▶ **Exercise prompt**: When you give the entries again, keep every word as it stands and drop the pictures.

▶ **Listed entries**:

┄┄┄┄┄┄┄┄┄┄┄┄┄┄┄┄┄┄┄┄

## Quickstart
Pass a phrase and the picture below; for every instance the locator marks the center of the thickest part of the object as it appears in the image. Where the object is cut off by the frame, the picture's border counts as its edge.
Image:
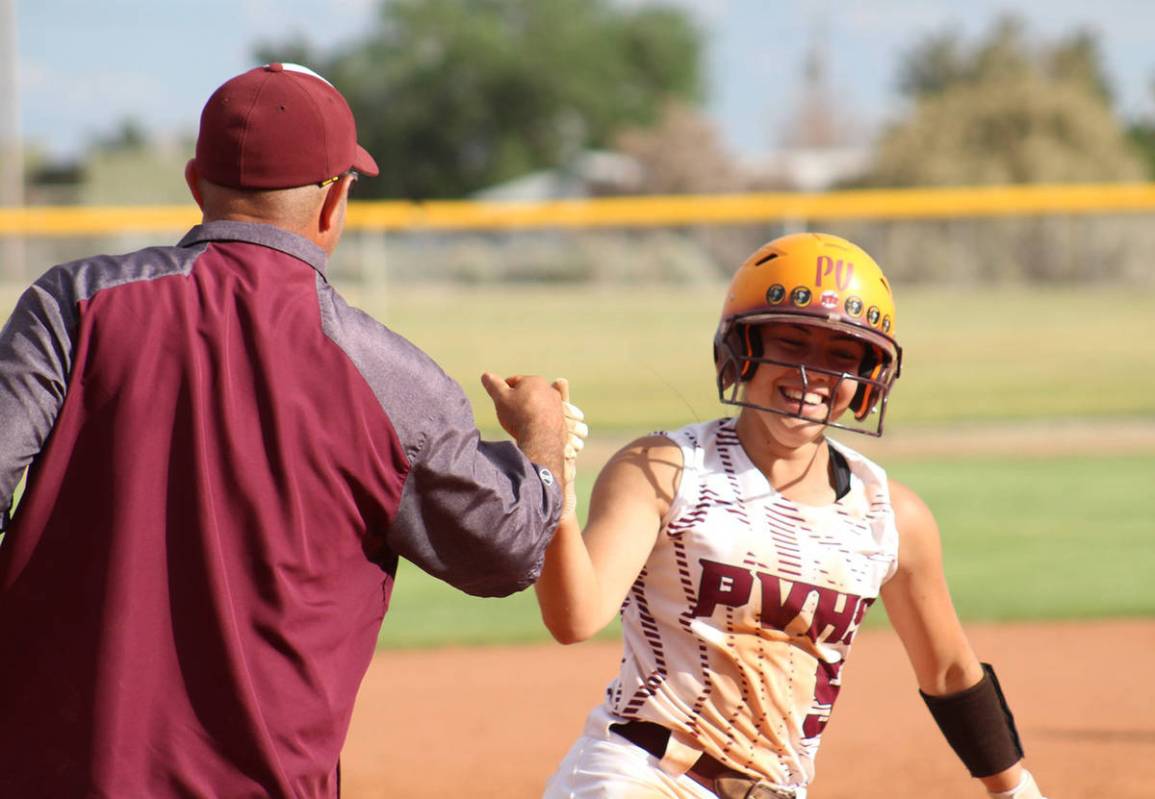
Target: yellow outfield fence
(634, 211)
(1036, 233)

┄┄┄┄┄┄┄┄┄┄┄┄┄┄┄┄┄┄┄┄

▶ **Output for this task**:
## Quickstart
Pass a phrase and the picture below; for every instance the locator marks the center of the thickest part of the object as it appears in the image. Where the object is cut off by the frame, the picture's border counts as its edge.
Image:
Target: yellow outfield fence
(634, 211)
(1036, 233)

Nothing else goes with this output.